PROBLEM TO WORK ON ::
Would you give the records below again, exactly and completely?

[Point localization data]
------
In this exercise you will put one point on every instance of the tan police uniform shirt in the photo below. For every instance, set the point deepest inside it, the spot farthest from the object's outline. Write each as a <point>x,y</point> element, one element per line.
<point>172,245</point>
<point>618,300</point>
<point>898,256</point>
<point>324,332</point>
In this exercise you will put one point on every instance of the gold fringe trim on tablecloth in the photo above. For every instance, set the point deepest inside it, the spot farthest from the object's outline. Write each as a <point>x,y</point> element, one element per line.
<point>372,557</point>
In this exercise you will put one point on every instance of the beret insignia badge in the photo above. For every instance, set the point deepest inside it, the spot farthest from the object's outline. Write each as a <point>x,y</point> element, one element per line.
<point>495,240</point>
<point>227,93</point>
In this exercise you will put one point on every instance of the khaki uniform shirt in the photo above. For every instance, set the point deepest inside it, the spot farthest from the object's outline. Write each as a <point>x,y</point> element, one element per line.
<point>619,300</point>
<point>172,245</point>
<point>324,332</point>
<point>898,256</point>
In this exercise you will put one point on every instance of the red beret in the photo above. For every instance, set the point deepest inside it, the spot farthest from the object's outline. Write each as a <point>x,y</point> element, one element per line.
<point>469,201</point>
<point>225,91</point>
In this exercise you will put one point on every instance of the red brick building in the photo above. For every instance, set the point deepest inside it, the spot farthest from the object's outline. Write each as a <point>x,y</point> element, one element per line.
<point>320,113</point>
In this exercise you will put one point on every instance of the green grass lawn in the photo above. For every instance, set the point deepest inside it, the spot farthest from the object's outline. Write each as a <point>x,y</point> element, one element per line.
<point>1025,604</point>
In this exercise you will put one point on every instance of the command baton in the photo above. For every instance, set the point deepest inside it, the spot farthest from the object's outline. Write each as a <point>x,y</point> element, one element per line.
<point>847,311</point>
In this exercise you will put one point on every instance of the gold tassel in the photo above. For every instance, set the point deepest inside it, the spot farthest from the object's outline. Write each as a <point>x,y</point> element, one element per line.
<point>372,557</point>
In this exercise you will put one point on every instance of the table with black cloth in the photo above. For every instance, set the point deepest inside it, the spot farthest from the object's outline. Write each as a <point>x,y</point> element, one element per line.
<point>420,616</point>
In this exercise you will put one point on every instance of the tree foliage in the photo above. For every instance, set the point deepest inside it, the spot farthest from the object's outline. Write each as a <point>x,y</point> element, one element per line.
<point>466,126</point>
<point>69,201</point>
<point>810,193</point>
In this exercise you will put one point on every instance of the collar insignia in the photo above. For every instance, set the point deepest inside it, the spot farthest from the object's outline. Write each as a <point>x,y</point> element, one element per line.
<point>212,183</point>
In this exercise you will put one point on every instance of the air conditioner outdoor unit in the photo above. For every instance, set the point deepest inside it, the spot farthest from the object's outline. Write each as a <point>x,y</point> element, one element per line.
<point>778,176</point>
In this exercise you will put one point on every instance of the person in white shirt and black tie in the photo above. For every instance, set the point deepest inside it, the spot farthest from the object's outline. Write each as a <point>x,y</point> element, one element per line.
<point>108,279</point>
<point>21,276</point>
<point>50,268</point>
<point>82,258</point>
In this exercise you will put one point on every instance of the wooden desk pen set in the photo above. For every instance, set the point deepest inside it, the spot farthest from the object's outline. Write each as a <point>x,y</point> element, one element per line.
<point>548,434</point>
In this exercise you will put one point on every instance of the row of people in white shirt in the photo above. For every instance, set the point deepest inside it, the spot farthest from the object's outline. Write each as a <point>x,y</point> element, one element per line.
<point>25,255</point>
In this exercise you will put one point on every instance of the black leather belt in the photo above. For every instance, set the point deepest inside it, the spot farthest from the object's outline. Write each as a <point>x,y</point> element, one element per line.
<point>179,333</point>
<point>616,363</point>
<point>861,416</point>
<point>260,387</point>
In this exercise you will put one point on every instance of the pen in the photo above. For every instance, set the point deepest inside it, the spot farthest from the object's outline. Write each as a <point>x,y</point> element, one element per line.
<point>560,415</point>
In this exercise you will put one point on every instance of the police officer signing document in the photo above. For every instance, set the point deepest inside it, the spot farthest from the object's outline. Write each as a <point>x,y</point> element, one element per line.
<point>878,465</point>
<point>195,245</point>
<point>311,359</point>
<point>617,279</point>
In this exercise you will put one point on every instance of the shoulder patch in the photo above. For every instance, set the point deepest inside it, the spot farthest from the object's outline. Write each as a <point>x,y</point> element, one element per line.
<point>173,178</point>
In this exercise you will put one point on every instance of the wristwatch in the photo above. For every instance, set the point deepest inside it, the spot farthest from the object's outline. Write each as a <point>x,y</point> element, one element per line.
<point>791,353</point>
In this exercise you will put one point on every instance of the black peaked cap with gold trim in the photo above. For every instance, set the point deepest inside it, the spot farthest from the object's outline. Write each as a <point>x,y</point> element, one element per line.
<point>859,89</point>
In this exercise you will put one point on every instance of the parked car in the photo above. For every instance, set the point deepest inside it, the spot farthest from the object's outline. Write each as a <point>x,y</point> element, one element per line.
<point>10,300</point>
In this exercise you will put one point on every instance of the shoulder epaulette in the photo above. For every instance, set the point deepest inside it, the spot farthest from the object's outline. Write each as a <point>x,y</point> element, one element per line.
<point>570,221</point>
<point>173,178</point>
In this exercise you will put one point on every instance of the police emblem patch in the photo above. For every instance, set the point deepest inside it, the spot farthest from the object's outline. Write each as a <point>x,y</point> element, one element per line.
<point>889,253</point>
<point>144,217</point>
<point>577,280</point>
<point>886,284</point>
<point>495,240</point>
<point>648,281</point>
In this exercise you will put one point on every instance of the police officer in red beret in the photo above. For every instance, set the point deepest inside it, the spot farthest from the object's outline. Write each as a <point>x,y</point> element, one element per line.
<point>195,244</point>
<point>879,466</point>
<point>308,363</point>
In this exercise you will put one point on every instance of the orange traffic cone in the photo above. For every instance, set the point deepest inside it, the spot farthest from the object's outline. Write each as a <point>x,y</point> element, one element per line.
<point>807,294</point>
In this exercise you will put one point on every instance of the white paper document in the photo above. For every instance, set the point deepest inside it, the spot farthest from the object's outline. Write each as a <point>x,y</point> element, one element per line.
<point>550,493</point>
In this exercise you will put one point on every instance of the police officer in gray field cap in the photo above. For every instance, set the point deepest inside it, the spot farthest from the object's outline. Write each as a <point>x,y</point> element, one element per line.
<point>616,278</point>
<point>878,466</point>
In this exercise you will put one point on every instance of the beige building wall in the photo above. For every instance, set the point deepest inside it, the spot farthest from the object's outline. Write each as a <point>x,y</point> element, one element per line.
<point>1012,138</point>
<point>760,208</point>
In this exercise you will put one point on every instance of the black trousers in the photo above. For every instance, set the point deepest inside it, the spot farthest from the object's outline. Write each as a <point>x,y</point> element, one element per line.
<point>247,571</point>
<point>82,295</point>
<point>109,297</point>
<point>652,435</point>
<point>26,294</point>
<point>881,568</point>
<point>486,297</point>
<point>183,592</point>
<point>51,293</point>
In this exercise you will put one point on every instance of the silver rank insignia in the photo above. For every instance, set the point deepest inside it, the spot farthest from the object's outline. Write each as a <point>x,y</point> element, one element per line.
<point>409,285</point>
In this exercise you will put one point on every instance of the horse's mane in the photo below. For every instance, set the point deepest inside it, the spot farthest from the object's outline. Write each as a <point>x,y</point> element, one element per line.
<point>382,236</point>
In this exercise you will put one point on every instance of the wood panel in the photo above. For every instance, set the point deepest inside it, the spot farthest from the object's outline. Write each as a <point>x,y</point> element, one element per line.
------
THE ANSWER ::
In this exercise you will put one point on every instance of the tan police uniform shirt in the photo below. For every instance, set the point deepest inside it, the spot farthest from the object's outline. Write each as a <point>x,y</point> element, one element per line.
<point>172,245</point>
<point>618,300</point>
<point>898,256</point>
<point>324,332</point>
In this exercise you will put one point on every instance of the gold fringe trim on tablecloth in the photo above. For every instance, set the point deepest inside it, the spot farthest from the object's outline. Write each as a <point>x,y</point> element, one element per line.
<point>372,557</point>
In this exercise you will put one point on every instance of the beret insignia badge in the photo above. For every instance, set the point deepest inside it, the spot farthest from the object's outline. Write each as a <point>x,y</point> element, one element per line.
<point>495,240</point>
<point>227,93</point>
In this exercise you will put one point on every instance of the khaki uniform shirt in the photo above. For every instance, set the point deepest inside it, the spot farthest from the object's outline. Write each as a <point>x,y</point> element, one element per line.
<point>619,300</point>
<point>172,245</point>
<point>324,332</point>
<point>898,256</point>
In this exercise you will put one point on every instance of the red beret in the photo above. For every instance, set the point deepest inside it, the spot farthest from the object's outline. Write each as a <point>x,y</point> element, one element per line.
<point>469,201</point>
<point>225,91</point>
In this exercise you will put one point on every instance of the red brick building in the photo above. For every instance, set the point deepest inside it, the spot farthest from the object's outline. Write each as a <point>x,y</point> element, one element per line.
<point>320,113</point>
In this exercise you will put one point on every instance of the green grass lawn in the photo above. For every instance, set the point deepest inside it, the spot farthest from the object's outline. Write each as a <point>x,y</point> element, one element per line.
<point>1025,604</point>
In this exercise you will put one point on every instance of the command baton in the photo above. For every instance, set the point deepest inside it, the spot farthest from the object's outline. Write each as a <point>x,y</point> element, one element per line.
<point>847,311</point>
In this exercise you will put one point on every instance of the gold tassel in the photo above. For every instance, set the point deepest inside it, the spot farthest from the object's outline. Write each as a <point>x,y</point> element, one element per line.
<point>372,557</point>
In this exercise you will put one point on every instance of the table with black cloth in the photo above. For every instance, set the point deepest inside it, the spot farthest from the object's outline. Write each as a <point>x,y</point> element, one element per line.
<point>420,616</point>
In this exercise you will put one point on every instance of the tree foliage in the photo above. For every instance, set the point deepest inside it, the spot farthest from the object's outline. Write each as a <point>x,y</point> element, one element per line.
<point>466,126</point>
<point>69,201</point>
<point>810,193</point>
In this exercise you will put one point on every instance of the collar insignia in the photo above. For every instance, set the point deepest inside it, the spot farthest from the object's outline. Write each as a <point>x,y</point> element, one element per line.
<point>212,183</point>
In this exercise you will put one point on every instance of the air conditioner outdoor unit in the photo above. For every instance, set the point deepest inside it, the spot farthest from the object's outline. Write each as a <point>x,y</point> element, one element per line.
<point>778,176</point>
In this exercise you will put one point on every instance of the person in white shirt and black tie in the photo above. For every instance, set the point deepest inside it, the spot farthest from the object's outline. Write each as a <point>x,y</point> element, one element per line.
<point>108,279</point>
<point>21,276</point>
<point>50,268</point>
<point>82,258</point>
In this exercise you will put one point on every instance of the wooden desk pen set in the photo above. For every instance, set the point deepest inside it, the spot farthest from the object's outline. Write each as a <point>x,y</point> element, one element per line.
<point>548,434</point>
In this exercise you will put one point on every instance of the row of people in white shirt in the photo above. For every instance, set the point deepest inside it, the spot farthest from the object's outline. Write each as a <point>x,y</point> element, one element per line.
<point>25,255</point>
In this exercise you will put one point on every instance of the black leather belt in the photo above. For every instance, set the point deepest inside it, the spot farthest from the object's outline. Write each as a <point>x,y</point> element, one element per line.
<point>179,333</point>
<point>616,363</point>
<point>861,416</point>
<point>260,387</point>
In this exercise you will put one point on every instance of the pen in the photo above. For every instance, set the point deepest inside it, the spot farthest from the object's outline. Write each as a <point>x,y</point> element, one element per line.
<point>560,415</point>
In this exercise you will put one point on every instance of the police officer signing document in the photo above. For every instance, set the point deepest inside it, the spot farthest from the object's outline. Write each as a <point>x,y</point> element, one element per line.
<point>878,465</point>
<point>195,245</point>
<point>311,359</point>
<point>617,279</point>
In this exercise you will put one point on every instance of the shoulder patch in the photo above. For every instance, set the point deepest inside it, the spot farthest from the object's outline. Write each as a <point>x,y</point> element, one element per line.
<point>173,178</point>
In this exercise you will put one point on every instance of the wristwatch in the photo above. For every instance, set the point deepest inside it, the spot farthest from the object's outline. Write each as a <point>x,y</point> element, one element per line.
<point>791,353</point>
In this exercise you will put one point on every instance of the black peaked cap with gold trim in the photo above. For every instance, set the point deepest inside it, the spot farthest from the object's outline. Write each as a <point>x,y</point> element, one element per line.
<point>859,89</point>
In this exercise you will put one point on every instance of the parked car in the photo above. For every instance, set the point deepest inside it, the spot farthest from the object's outline. Write each as a <point>x,y</point> element, one element per line.
<point>10,300</point>
In this exercise you will put one point on every instance of the shoulder epaulette in the photo above. For every instance, set the point deepest inside it, the spot farthest from the object's outline. Write each as a <point>x,y</point> element, one element per line.
<point>570,221</point>
<point>173,178</point>
In this exercise you will put one point on every instance of the police emblem patch in the photo above. For every instance, set the point deepest inside it, the spot farthest from the object's outline. Write each as a <point>x,y</point> element, one element per line.
<point>889,253</point>
<point>144,217</point>
<point>577,280</point>
<point>886,284</point>
<point>495,240</point>
<point>648,281</point>
In this exercise you will put one point on every instance of the police officer in red beret in the photo above. For every instance, set the point deepest inside it, the spot farthest from the object's outline. Write each as a <point>x,y</point> element, one element per line.
<point>195,244</point>
<point>879,466</point>
<point>308,363</point>
In this exercise you will put one point on every instance of the orange traffic cone in the photo above. For every instance, set the point deepest inside it, the spot farthest from the object's outline. Write each as a <point>x,y</point> element, one element per line.
<point>807,294</point>
In this exercise you will put one point on every instance of the white paper document in the photo above. For every instance, set the point deepest inside it, the spot farthest from the object's outline. Write each as a <point>x,y</point> element, one element per line.
<point>550,493</point>
In this exercise you will put one point on every instance of the police officer in gray field cap in the photo above. For every instance, set the point deepest inside it, the spot farthest from the object's outline. Write each as a <point>x,y</point> element, one element per line.
<point>616,278</point>
<point>878,466</point>
In this exercise you will put one point on every instance of the beige building wall in the photo above. For every instance, set the point deepest inside it, the spot farthest from the object's outline. Write each as a <point>x,y</point> element, one element per line.
<point>1012,138</point>
<point>760,208</point>
In this exercise you will put one point on every instance of the black trousers in the photo above. For every instance, set the point deepest inside it, the spot farthest from the object's outline. Write each as a <point>x,y</point> element, one element per line.
<point>247,571</point>
<point>82,295</point>
<point>109,297</point>
<point>652,435</point>
<point>26,294</point>
<point>881,568</point>
<point>486,297</point>
<point>183,592</point>
<point>51,293</point>
In this exercise you will put one point on every instance of the silver rank insignia in the photo above. For every instance, set the point deepest inside it, the spot farthest from the object's outline. Write each as a <point>x,y</point> element, one element per line.
<point>409,285</point>
In this exercise you will put one point on every instance of the horse's mane in the photo below. For every instance, set the point deepest inside it, the spot farthest from the object's outline. Write each as a <point>x,y</point> element, one element per line.
<point>382,236</point>
In this exercise you will put one point on every instance of the wood panel in the photo above. For every instance, set the point deepest inside it, the spot farthest from the object's outline. Write each as a <point>x,y</point> element, one element per line.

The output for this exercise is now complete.